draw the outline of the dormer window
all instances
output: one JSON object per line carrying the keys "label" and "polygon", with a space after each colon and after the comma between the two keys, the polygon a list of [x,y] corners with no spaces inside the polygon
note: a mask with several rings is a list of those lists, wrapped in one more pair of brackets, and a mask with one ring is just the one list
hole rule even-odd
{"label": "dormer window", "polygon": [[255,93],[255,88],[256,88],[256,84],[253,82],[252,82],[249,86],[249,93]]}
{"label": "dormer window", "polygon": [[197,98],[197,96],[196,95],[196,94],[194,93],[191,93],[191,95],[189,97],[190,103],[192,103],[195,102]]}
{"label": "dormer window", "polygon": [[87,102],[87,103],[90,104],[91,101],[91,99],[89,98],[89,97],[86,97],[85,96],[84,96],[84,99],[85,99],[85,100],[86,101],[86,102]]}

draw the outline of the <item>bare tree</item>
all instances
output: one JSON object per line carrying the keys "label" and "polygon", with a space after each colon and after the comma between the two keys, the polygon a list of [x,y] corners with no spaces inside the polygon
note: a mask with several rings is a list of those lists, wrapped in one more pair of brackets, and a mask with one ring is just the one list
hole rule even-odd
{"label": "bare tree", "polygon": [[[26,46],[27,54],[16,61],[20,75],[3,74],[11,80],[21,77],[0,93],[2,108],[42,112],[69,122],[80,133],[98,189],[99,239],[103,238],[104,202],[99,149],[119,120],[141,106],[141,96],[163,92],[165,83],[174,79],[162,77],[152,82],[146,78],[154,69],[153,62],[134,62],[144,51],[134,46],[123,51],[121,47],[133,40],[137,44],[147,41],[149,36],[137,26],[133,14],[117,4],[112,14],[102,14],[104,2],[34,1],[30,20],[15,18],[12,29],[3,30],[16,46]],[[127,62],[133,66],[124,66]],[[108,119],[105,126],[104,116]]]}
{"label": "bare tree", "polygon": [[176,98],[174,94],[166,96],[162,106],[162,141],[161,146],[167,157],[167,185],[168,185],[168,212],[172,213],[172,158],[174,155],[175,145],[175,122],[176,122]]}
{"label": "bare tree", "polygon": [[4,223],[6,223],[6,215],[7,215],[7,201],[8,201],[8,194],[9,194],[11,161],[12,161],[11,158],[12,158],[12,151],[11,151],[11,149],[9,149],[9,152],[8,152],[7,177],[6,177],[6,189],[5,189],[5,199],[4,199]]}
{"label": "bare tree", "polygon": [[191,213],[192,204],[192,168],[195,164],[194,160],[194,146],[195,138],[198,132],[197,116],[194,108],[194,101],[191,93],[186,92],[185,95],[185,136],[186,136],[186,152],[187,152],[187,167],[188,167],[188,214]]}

========================================

• **What is required**
Render every line of the data above as a Markdown table with the columns Row and Line, numbering the rows and leaving out blank lines.

• **Expected answer**
| Row | Line |
|---|---|
| 1 | draw the outline of the dormer window |
| 2 | all instances |
| 3 | output: one JSON object per line carrying the keys "label" and "polygon", with a space after each colon and after the comma between the two keys, the polygon a list of [x,y] corners with no spaces inside the polygon |
| 4 | note: a mask with several rings is a list of those lists, wrapped in one more pair of brackets, and a mask with one ring is just the one list |
| 5 | hole rule even-odd |
| 6 | {"label": "dormer window", "polygon": [[255,93],[255,88],[256,88],[256,84],[253,82],[252,82],[249,86],[249,93]]} |
| 7 | {"label": "dormer window", "polygon": [[197,98],[197,96],[196,95],[196,94],[194,93],[191,93],[191,95],[189,97],[190,103],[192,103],[195,102]]} |
| 8 | {"label": "dormer window", "polygon": [[87,102],[87,103],[90,104],[91,101],[91,99],[89,98],[89,97],[86,97],[85,96],[84,96],[84,99],[85,99],[85,100],[86,101],[86,102]]} |
| 9 | draw the outline of the <item>bare tree</item> |
| 10 | all instances |
| 11 | output: one JSON object per line carrying the keys "label" and "polygon", with a space after each colon and after the comma between the two keys, the polygon a list of [x,y] corners with no spaces inside the polygon |
| 12 | note: a mask with several rings is a list of those lists, wrapped in one more pair of brackets, and a mask with one ring is just the one list |
| 13 | hole rule even-odd |
| 14 | {"label": "bare tree", "polygon": [[[26,46],[27,54],[16,61],[20,75],[3,74],[11,80],[21,77],[0,93],[2,108],[42,112],[69,122],[80,133],[98,189],[99,239],[103,238],[104,202],[99,149],[119,120],[141,106],[141,96],[163,92],[165,83],[174,79],[162,77],[152,82],[146,78],[154,69],[153,62],[134,62],[144,51],[134,46],[123,51],[121,47],[133,40],[137,44],[147,41],[149,36],[137,26],[133,14],[117,4],[112,14],[102,14],[104,2],[34,1],[30,20],[15,18],[12,29],[3,30],[16,46]],[[127,62],[133,66],[124,66]],[[108,119],[105,126],[104,116]]]} |
| 15 | {"label": "bare tree", "polygon": [[176,98],[174,94],[166,96],[162,106],[162,141],[161,146],[167,157],[167,185],[168,185],[168,212],[172,213],[172,158],[174,155],[175,145],[175,122],[176,122]]} |
| 16 | {"label": "bare tree", "polygon": [[4,223],[6,223],[6,215],[7,215],[7,201],[8,201],[8,194],[9,194],[11,161],[12,161],[11,158],[12,158],[12,151],[11,151],[11,149],[9,149],[9,152],[8,152],[7,177],[6,177],[6,189],[5,189],[5,199],[4,199]]} |
| 17 | {"label": "bare tree", "polygon": [[191,213],[192,204],[192,168],[195,164],[194,160],[194,146],[195,138],[198,132],[197,116],[194,108],[194,101],[191,93],[186,92],[185,95],[185,136],[186,136],[186,152],[187,152],[187,167],[188,167],[188,214]]} |